Supplied data:

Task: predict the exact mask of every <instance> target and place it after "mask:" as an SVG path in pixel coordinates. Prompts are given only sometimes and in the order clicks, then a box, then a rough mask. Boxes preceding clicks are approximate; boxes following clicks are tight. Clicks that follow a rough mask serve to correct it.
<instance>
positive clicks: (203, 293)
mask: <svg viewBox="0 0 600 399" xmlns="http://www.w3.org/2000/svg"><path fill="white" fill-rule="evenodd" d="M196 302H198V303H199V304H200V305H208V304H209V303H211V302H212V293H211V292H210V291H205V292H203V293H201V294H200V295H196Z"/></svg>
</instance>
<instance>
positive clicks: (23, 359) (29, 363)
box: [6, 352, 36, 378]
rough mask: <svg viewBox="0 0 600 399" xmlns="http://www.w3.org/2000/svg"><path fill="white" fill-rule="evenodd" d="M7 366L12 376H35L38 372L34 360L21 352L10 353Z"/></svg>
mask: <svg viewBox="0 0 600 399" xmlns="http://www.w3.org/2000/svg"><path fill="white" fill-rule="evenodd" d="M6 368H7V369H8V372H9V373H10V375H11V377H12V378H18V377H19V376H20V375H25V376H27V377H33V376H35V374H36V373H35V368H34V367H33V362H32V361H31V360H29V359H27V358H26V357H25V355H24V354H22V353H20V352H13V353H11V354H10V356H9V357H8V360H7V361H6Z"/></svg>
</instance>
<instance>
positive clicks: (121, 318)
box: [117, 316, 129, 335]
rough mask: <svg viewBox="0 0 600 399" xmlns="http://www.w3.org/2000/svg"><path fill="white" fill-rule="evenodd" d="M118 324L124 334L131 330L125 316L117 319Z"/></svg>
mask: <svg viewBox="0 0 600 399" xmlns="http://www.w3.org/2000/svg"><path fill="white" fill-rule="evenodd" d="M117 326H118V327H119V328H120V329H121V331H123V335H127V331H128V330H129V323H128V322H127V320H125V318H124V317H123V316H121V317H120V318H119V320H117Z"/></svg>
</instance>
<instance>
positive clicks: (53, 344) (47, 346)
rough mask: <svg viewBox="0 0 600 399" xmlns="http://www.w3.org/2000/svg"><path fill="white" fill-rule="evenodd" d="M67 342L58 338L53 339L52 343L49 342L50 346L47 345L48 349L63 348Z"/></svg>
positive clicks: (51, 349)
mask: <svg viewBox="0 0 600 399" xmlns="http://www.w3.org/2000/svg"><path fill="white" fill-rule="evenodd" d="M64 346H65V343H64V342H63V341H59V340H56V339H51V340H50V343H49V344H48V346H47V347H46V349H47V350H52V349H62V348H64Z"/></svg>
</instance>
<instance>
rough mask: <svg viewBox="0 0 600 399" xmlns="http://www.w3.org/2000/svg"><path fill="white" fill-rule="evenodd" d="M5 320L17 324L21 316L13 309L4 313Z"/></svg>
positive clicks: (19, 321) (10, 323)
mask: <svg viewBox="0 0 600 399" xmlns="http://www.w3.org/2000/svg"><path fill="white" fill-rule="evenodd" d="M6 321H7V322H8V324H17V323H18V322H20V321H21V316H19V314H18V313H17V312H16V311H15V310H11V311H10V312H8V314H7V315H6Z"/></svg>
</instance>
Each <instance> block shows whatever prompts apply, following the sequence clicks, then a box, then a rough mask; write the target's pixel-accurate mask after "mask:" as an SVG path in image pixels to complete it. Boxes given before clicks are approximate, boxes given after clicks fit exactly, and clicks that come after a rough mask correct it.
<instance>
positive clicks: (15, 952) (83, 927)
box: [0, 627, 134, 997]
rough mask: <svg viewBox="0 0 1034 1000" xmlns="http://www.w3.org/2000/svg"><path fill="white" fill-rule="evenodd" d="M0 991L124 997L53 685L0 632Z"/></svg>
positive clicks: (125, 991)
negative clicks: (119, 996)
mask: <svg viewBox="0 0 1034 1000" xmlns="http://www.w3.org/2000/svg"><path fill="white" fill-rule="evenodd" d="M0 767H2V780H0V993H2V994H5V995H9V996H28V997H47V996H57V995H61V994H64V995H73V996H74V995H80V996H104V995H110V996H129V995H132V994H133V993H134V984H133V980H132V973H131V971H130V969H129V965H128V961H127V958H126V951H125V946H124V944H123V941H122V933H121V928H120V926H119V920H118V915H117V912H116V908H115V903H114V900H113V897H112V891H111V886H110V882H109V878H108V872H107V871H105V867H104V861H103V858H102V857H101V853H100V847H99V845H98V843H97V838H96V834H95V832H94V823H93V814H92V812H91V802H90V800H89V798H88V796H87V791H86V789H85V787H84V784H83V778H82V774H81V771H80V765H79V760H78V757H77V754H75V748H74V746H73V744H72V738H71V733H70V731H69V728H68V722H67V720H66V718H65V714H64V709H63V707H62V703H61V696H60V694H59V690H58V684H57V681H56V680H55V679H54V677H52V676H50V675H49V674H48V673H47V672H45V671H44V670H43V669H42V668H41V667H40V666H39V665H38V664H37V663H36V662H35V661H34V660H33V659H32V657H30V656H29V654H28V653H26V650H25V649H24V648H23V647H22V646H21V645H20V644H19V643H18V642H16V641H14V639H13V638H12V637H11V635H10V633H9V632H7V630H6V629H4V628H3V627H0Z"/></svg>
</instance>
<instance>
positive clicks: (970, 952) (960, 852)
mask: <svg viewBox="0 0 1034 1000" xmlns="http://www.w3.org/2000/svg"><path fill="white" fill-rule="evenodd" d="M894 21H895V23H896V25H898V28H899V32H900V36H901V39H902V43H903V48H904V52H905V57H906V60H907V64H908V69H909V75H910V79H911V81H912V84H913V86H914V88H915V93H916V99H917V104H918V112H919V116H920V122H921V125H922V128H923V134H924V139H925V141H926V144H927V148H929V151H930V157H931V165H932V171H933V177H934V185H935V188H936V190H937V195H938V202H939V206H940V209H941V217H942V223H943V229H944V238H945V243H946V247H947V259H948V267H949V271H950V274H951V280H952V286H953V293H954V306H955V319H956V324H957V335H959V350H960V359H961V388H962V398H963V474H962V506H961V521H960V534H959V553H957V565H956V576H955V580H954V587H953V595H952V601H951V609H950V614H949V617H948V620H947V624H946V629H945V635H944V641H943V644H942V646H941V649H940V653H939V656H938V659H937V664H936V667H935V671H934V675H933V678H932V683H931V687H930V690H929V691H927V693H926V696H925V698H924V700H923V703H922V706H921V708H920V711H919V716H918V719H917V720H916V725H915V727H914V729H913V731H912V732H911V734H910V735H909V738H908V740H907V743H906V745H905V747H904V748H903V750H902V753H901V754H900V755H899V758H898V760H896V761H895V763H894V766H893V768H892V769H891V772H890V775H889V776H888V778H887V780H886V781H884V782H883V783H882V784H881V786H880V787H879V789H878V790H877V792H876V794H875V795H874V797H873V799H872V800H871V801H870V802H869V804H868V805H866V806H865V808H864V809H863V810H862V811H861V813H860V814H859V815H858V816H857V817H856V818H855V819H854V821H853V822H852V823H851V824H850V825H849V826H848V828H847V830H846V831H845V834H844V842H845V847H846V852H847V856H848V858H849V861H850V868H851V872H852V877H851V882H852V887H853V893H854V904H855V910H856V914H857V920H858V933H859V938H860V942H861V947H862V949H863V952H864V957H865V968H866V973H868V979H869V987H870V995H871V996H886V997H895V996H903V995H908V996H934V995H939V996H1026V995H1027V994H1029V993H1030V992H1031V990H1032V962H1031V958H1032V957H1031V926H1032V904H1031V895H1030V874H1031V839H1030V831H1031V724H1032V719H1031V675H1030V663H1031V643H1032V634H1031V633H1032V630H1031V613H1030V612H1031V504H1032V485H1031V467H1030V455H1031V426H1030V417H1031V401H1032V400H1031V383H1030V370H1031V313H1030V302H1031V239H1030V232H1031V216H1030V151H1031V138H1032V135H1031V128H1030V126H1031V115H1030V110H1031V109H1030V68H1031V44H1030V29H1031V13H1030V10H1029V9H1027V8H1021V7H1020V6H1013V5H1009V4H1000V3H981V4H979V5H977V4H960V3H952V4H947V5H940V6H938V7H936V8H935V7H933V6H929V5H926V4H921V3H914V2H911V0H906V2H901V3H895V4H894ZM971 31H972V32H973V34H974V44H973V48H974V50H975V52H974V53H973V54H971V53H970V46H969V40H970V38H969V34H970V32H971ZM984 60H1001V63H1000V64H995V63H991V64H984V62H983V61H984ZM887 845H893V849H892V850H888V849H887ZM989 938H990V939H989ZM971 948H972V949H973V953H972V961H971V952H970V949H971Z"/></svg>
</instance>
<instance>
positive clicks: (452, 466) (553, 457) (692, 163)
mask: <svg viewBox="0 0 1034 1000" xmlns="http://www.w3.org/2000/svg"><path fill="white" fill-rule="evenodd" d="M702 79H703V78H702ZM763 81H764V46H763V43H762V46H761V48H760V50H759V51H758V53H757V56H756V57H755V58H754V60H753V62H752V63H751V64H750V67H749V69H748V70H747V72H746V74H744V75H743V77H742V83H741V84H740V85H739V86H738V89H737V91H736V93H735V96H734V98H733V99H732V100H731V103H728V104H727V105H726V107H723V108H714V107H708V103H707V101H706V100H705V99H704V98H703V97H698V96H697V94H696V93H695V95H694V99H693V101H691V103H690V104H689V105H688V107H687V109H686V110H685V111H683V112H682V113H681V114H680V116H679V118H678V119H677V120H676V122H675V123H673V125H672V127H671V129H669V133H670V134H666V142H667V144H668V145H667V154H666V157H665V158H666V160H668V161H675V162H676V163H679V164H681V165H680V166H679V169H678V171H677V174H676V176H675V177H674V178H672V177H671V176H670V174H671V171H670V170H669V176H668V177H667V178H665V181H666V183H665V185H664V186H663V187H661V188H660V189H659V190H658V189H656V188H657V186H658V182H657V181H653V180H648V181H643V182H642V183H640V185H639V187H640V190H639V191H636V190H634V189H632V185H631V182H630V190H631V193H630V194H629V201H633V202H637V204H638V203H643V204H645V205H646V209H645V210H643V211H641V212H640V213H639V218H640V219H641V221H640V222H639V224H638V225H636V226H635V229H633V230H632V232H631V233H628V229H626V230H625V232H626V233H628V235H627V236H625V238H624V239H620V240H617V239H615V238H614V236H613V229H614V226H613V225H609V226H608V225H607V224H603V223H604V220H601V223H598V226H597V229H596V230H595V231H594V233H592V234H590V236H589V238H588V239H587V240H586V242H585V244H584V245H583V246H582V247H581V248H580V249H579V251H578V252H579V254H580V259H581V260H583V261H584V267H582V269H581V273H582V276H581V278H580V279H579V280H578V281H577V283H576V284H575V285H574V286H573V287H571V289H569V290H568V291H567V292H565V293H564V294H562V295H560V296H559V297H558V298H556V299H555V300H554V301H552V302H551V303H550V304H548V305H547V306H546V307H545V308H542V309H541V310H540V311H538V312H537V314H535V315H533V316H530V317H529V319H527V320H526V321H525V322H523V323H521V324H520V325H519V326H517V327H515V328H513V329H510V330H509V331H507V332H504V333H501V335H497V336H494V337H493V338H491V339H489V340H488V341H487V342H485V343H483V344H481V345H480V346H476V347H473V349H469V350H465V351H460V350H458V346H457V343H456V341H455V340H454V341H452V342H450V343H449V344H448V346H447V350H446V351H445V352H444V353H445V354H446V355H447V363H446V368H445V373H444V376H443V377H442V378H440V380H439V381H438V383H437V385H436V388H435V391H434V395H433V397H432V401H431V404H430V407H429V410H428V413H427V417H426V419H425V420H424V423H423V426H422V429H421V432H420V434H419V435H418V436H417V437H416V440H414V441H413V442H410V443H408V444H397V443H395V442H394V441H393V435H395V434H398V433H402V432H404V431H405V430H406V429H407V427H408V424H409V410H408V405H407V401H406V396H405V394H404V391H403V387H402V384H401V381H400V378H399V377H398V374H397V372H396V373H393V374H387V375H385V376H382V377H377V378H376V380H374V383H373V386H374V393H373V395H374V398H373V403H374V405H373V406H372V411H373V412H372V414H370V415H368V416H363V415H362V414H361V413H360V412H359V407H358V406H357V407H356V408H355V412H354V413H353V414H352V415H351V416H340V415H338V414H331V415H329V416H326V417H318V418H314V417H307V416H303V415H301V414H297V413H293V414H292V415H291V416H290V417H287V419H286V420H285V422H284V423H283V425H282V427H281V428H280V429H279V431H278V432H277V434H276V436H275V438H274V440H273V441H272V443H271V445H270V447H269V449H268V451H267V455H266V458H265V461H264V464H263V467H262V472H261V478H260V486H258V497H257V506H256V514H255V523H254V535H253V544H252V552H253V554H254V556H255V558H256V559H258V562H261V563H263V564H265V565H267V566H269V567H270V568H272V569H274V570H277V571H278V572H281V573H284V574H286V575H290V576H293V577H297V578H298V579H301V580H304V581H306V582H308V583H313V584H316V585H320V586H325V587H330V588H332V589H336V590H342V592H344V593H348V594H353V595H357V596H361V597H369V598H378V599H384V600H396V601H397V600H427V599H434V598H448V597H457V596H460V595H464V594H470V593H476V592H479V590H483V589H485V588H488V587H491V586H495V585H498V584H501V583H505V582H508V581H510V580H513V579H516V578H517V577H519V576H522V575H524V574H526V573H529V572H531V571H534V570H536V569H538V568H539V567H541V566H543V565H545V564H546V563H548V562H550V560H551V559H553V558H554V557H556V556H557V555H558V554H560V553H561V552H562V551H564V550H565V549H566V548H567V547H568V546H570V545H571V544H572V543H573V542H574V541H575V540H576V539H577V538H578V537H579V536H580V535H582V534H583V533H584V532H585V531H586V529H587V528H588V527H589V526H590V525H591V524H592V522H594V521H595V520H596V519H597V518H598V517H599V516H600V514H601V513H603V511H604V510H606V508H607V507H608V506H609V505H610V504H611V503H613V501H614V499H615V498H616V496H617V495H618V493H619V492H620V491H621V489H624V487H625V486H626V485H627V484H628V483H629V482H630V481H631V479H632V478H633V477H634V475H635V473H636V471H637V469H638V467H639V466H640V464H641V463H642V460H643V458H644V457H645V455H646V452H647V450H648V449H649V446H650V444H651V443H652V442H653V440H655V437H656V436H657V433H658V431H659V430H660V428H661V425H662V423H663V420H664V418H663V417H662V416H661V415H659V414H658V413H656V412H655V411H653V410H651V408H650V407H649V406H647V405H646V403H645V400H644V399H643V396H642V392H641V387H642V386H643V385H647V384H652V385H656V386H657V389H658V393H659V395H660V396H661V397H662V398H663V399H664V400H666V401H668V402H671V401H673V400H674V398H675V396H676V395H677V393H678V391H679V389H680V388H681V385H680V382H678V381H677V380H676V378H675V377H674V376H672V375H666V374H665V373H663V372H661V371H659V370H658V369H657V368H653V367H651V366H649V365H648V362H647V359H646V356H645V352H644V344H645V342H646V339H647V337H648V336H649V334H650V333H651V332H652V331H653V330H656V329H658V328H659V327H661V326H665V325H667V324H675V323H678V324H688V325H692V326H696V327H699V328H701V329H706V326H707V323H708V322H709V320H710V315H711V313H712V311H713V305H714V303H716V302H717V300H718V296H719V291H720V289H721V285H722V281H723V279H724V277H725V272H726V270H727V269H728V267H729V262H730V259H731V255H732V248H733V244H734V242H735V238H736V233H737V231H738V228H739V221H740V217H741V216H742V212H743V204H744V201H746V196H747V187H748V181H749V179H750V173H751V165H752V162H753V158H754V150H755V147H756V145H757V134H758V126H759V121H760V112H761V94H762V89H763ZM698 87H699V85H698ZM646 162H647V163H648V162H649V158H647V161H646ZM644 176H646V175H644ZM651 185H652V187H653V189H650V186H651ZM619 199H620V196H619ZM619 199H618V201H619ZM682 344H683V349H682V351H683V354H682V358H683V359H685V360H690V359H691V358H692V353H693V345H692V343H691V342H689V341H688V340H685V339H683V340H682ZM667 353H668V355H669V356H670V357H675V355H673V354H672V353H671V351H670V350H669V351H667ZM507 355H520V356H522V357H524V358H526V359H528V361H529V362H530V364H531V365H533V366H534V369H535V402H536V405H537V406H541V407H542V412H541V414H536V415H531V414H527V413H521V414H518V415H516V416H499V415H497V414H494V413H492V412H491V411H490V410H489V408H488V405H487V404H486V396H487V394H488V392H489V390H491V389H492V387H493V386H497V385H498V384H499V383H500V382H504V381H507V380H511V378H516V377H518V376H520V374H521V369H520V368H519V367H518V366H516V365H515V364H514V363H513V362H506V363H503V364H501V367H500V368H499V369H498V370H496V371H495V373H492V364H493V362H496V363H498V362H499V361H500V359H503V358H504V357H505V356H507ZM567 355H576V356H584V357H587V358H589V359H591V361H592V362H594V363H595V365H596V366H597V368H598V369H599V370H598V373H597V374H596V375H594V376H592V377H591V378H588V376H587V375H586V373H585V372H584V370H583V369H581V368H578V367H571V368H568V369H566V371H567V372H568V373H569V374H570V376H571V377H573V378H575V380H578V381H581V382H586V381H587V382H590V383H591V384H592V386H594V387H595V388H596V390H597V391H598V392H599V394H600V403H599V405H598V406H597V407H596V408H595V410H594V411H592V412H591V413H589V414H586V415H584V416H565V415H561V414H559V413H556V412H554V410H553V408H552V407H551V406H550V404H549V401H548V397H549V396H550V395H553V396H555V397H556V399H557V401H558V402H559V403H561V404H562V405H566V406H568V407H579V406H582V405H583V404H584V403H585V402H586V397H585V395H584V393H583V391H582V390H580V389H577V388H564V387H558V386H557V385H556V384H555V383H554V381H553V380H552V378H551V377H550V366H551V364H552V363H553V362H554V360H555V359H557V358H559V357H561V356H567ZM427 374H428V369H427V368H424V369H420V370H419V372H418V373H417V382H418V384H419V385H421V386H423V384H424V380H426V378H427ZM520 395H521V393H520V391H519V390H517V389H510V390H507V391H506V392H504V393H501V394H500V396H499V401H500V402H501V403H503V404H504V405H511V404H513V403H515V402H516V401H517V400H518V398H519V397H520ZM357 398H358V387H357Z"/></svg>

Description of the task:
From the records above, print only the lines between the one holding "991L124 997L53 685L0" and the one holding "positive clicks: (125, 991)", inclusive, exactly as they stand.

Response to the exercise:
rough mask: <svg viewBox="0 0 1034 1000" xmlns="http://www.w3.org/2000/svg"><path fill="white" fill-rule="evenodd" d="M0 991L124 997L53 685L0 632Z"/></svg>
positive clicks: (125, 991)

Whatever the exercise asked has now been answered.